A Reflection for Maundy Thursday
A Reflection for Maundy Thursday.
Some of you might just be old enough to remember when Buzz Aldrin and Neil Armstrong landed on the moon in July of 1968.
On the actual day of the moon landing, Buzz Aldrin wrote these word: “We awoke at 5:30 a.m., Houston time. Neil and I separated from Mike Collins in the command module. Our powered descent was right on schedule. With only seconds worth of fuel left, we touched down at 3:30 p.m. Now was the moment for Communion. So, I unstowed the elements in their flight packets. I put them and the Scripture reading on the little table in front of the abort guidance-system computer. Then I called back to Houston. ‘Houston, this is Eagle. This is Lunar Module Pilot speaking. I would like to request a few moments of silence. I would like to invite each person listening in, wherever and whomever he may be, to contemplate for a moment the events of the past few hours and to give thanks in his own individual way.’
“For me, this meant taking Communion. In the blackout I opened the little plastic packages, which contained bread and wine. I poured wine into the chalice my parish had given me. In the one-sixth gravity of the moon, the wine curled slowly and gracefully up the cup. It was interesting to think that the very first liquid ever poured on the moon, and the first food eaten there, were consecrated elements. Just before I partook of the elements I read the words, which I had chosen to indicate our trust that as man probes into space, we are in fact acing in Christ. I sensed especially strongly my unity with our church back home, and with the Church everywhere. I read: ‘I am the vine, you are the branches. Whoever remains in me and I in him, will bear much fruit; for without me you do nothing.”
On this Holy “Maundy” Thursday when we cannot be in our churches due to the Coronavirus it seems even more appropriate to read of those astronauts on the moon re-enacting the Last Supper. Tonight, we can also re-enact the Last Supper in a very deeply spiritual way. Let us ponder the occasion when Jesus gathered with his disciples in that Upper Room in Jerusalem. There Jesus, a day before he died for us on the cross, instituted the Sacrament of the Holy Eucharist. In this Sacrament we receive Jesus Himself under the forms of bread and wine. On this occasion Jesus we also believe he instituted the Sacrament of Holy Orders, that is, he commissioned his apostles to go out and be his apostles among the nations.
Perhaps because of our current lock down and isolation, we might think about Buzz Aldrin and Neil Armstrong in their isolation in space. There were no others on the moon that morning except these two men. Likewise, at the Last Supper there were no other Christians on the face of the earth except for Jesus and his followers. We presuppose that Mary, the Mother of God, and other faith-filled women were there also. Yet from this small grouping would go out the seed of faith to the entire world; these people would literally take the Body and Blood of Christ to all nations.

(Region pointing data)
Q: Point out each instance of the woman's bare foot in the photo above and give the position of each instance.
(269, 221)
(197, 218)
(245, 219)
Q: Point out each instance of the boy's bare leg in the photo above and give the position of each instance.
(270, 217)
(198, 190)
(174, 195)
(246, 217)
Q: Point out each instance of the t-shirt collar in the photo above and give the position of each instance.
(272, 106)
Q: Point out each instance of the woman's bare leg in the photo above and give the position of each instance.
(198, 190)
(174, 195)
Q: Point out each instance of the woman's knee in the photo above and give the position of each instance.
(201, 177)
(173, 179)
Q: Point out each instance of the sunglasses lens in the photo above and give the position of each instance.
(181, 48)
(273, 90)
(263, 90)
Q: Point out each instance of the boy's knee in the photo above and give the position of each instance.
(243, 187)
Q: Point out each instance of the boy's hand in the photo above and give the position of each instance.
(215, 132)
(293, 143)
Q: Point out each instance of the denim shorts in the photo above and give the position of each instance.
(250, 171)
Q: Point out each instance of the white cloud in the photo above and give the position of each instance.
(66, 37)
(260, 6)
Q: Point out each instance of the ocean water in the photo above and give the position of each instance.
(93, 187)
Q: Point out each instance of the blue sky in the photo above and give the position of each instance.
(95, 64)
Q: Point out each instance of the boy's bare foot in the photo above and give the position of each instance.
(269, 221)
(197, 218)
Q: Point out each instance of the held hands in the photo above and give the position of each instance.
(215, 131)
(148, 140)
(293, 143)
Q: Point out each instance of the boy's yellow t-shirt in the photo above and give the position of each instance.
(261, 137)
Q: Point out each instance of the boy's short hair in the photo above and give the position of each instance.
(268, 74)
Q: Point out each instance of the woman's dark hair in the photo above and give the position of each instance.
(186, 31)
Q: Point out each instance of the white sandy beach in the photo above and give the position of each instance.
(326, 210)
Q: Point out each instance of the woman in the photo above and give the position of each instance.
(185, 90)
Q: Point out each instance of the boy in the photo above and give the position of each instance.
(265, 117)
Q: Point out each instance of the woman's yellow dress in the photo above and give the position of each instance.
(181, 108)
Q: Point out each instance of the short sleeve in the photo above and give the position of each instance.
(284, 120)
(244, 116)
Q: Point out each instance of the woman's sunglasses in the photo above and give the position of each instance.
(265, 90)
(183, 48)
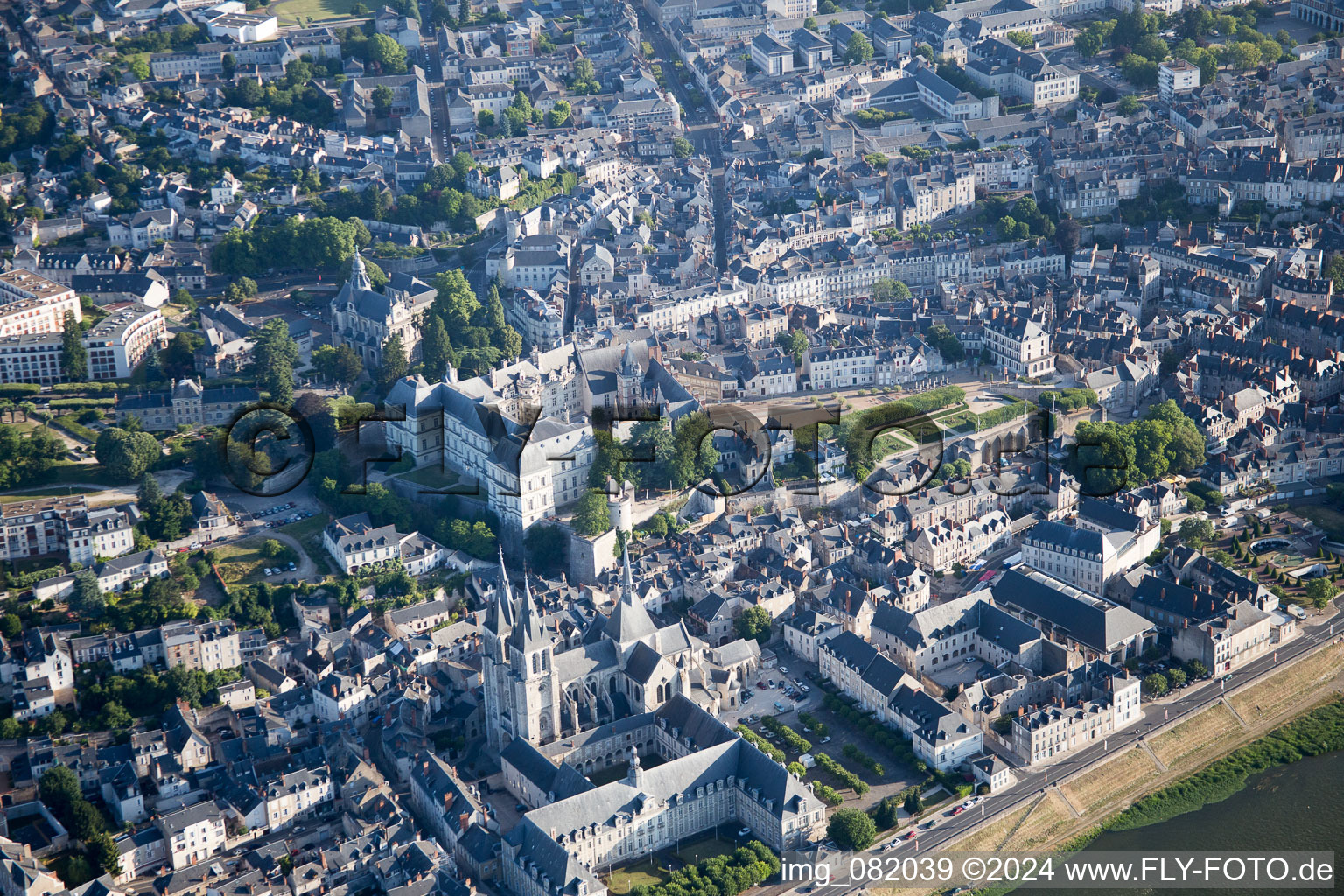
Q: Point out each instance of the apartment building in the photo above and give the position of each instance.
(1231, 640)
(945, 544)
(193, 833)
(32, 304)
(1088, 704)
(1176, 77)
(1028, 77)
(1019, 346)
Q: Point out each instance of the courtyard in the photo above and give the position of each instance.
(659, 866)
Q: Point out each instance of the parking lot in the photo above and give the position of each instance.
(762, 699)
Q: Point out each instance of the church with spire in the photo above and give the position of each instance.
(365, 318)
(546, 677)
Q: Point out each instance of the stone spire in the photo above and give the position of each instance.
(499, 618)
(359, 274)
(528, 634)
(629, 620)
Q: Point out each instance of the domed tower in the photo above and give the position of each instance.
(359, 274)
(628, 378)
(620, 506)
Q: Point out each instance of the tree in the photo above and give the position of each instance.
(859, 50)
(752, 622)
(1243, 54)
(382, 98)
(889, 289)
(1068, 235)
(104, 852)
(437, 352)
(1088, 43)
(1102, 457)
(1320, 592)
(74, 356)
(125, 456)
(88, 598)
(559, 115)
(1196, 532)
(886, 816)
(852, 830)
(60, 788)
(385, 52)
(1156, 684)
(394, 360)
(1152, 47)
(85, 820)
(275, 355)
(591, 514)
(794, 343)
(947, 343)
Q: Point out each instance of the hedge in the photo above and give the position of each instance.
(80, 403)
(19, 391)
(843, 774)
(790, 738)
(77, 430)
(760, 743)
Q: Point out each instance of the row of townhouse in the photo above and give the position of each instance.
(1280, 186)
(827, 283)
(940, 735)
(208, 647)
(945, 544)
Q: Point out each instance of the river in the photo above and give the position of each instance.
(1289, 808)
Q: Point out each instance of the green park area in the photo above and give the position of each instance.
(657, 868)
(304, 11)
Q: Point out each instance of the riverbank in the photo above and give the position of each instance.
(1068, 817)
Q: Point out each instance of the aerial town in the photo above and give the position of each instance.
(582, 448)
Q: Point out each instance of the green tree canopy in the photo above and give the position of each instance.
(125, 456)
(852, 830)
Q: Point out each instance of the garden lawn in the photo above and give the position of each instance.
(1326, 517)
(293, 11)
(241, 562)
(310, 535)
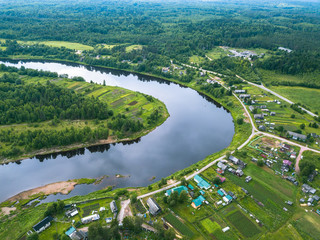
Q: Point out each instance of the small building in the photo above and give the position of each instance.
(225, 229)
(90, 218)
(239, 172)
(289, 203)
(248, 179)
(154, 208)
(234, 160)
(113, 207)
(220, 193)
(176, 189)
(43, 224)
(72, 212)
(239, 91)
(222, 165)
(297, 136)
(203, 184)
(262, 128)
(75, 234)
(243, 96)
(258, 116)
(245, 191)
(198, 202)
(227, 199)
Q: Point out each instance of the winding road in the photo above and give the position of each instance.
(254, 132)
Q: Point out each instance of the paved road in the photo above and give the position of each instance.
(253, 133)
(124, 211)
(276, 94)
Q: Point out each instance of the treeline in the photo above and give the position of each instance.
(44, 138)
(292, 63)
(27, 71)
(21, 102)
(177, 30)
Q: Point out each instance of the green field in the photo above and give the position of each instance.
(70, 45)
(210, 226)
(196, 59)
(133, 47)
(178, 225)
(305, 96)
(243, 224)
(121, 101)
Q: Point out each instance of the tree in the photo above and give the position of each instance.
(217, 180)
(133, 198)
(183, 197)
(240, 120)
(33, 236)
(260, 163)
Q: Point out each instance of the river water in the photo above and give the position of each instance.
(195, 129)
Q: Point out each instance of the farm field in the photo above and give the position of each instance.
(177, 224)
(305, 96)
(70, 45)
(245, 226)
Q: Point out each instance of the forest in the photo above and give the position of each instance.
(34, 104)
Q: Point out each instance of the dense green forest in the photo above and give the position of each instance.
(42, 107)
(167, 30)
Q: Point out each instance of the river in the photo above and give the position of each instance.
(195, 129)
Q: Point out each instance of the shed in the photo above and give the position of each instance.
(43, 224)
(113, 206)
(154, 208)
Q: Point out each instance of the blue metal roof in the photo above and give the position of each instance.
(70, 230)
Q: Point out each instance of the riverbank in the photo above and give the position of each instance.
(231, 104)
(135, 105)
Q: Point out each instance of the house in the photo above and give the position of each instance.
(262, 128)
(222, 166)
(239, 91)
(258, 116)
(90, 218)
(71, 213)
(165, 70)
(43, 224)
(248, 179)
(316, 198)
(289, 203)
(176, 189)
(286, 162)
(113, 207)
(203, 184)
(234, 159)
(239, 172)
(220, 193)
(245, 191)
(198, 202)
(307, 189)
(232, 195)
(75, 234)
(297, 136)
(227, 199)
(154, 208)
(244, 96)
(225, 229)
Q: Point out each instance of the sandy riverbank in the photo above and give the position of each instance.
(59, 187)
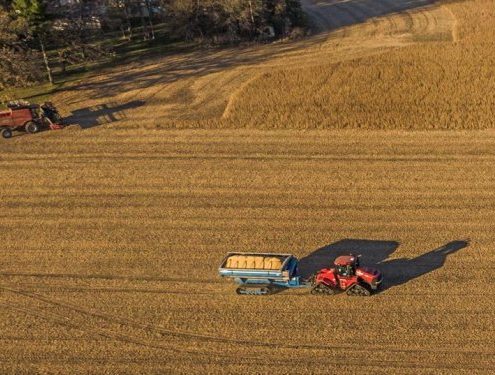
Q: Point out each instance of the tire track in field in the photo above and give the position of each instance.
(68, 321)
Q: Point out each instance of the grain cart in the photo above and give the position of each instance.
(262, 274)
(31, 118)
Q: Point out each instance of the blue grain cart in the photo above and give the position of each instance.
(262, 273)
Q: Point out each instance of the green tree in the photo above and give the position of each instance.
(33, 12)
(17, 61)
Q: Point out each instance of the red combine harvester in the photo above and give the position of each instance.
(30, 118)
(347, 275)
(265, 273)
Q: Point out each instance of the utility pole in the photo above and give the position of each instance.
(45, 60)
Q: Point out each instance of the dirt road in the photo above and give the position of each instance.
(203, 86)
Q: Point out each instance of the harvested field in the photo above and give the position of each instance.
(112, 235)
(111, 246)
(374, 64)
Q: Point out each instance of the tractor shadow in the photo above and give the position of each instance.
(375, 254)
(101, 114)
(372, 253)
(400, 271)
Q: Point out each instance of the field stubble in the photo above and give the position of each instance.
(374, 65)
(110, 252)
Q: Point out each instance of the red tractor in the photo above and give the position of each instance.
(31, 118)
(346, 275)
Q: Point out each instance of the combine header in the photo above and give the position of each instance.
(262, 274)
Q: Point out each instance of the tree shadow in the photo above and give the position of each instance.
(172, 66)
(400, 271)
(101, 114)
(372, 252)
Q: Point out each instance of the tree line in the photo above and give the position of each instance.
(35, 35)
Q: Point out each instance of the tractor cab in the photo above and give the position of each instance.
(346, 265)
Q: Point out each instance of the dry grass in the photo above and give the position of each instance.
(111, 236)
(397, 65)
(441, 85)
(110, 247)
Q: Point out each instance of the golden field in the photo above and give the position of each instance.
(112, 231)
(396, 65)
(111, 245)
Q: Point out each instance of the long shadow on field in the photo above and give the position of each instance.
(373, 252)
(101, 114)
(400, 271)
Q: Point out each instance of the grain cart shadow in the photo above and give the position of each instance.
(101, 114)
(400, 271)
(372, 252)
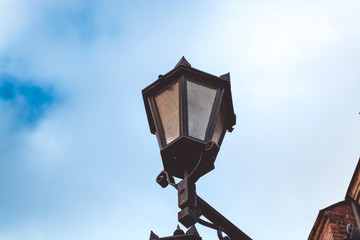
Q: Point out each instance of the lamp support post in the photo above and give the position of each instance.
(190, 111)
(219, 220)
(193, 207)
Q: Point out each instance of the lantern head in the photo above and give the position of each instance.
(187, 109)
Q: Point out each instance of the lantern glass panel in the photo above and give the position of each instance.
(200, 104)
(167, 103)
(220, 125)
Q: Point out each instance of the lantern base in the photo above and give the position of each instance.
(183, 155)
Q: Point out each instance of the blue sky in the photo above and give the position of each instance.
(77, 160)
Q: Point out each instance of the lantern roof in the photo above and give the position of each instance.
(183, 62)
(184, 67)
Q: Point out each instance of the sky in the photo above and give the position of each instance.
(78, 161)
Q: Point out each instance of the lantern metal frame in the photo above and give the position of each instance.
(182, 154)
(188, 157)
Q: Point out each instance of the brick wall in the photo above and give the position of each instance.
(331, 222)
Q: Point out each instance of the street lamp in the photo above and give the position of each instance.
(190, 111)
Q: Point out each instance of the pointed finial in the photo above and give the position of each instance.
(178, 231)
(192, 231)
(225, 76)
(153, 236)
(183, 62)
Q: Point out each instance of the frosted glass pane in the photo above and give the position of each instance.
(219, 127)
(168, 105)
(200, 103)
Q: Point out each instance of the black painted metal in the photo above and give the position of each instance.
(183, 153)
(216, 218)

#### Exercise tasks
1 – List every person mentioned by name in the Maundy Thursday reflection.
2 – Write the next part of the Maundy Thursday reflection, picking up after its final sentence.

#### Responses by item number
1 – Buzz Aldrin, Neil Armstrong, Mike Collins, Jesus, Mary

2 –
In the Sacrament of the Holy Eucharist we make a commitment, by the grace of God with us in Jesus, to begin a new life. However, in the Gospel set for this holy day, St John substitutes the foot washing for the words of the institution of the Holy Eucharist. John uses the washing of the feet on two levels, first as a normal part of hospitality. This foot-washing regularly took place upon a person’s arrival for a meal. John says that Jesus actually washes the disciples’ feet “during supper.” Here he is alerting us to a second and deeper level of meaning, yes, foot washing can be seen as a symbolic act, but in the first-century Mediterranean world, different parts of the body were associated with various aspects of the person. The eyes and the heart represented the intellect and judgment; the mouth and ears, communication; and feet, external action, and doing. To wash another’s feet, then, carries the symbolic meaning of forgiveness, of washing away the effect of one’s actions.
John makes Jesus’ message very clear: “I have given you a model to follow, so that as I have done for you, you should do also do.” This instruction is closely tied to the only other command in John’s Gospel: “Love one another. As I have loved you, so you also should love one another” (13:34). Like Jesus, the community of disciples is called upon to love on another “to the end,” and this love requires both forgiveness and humble service.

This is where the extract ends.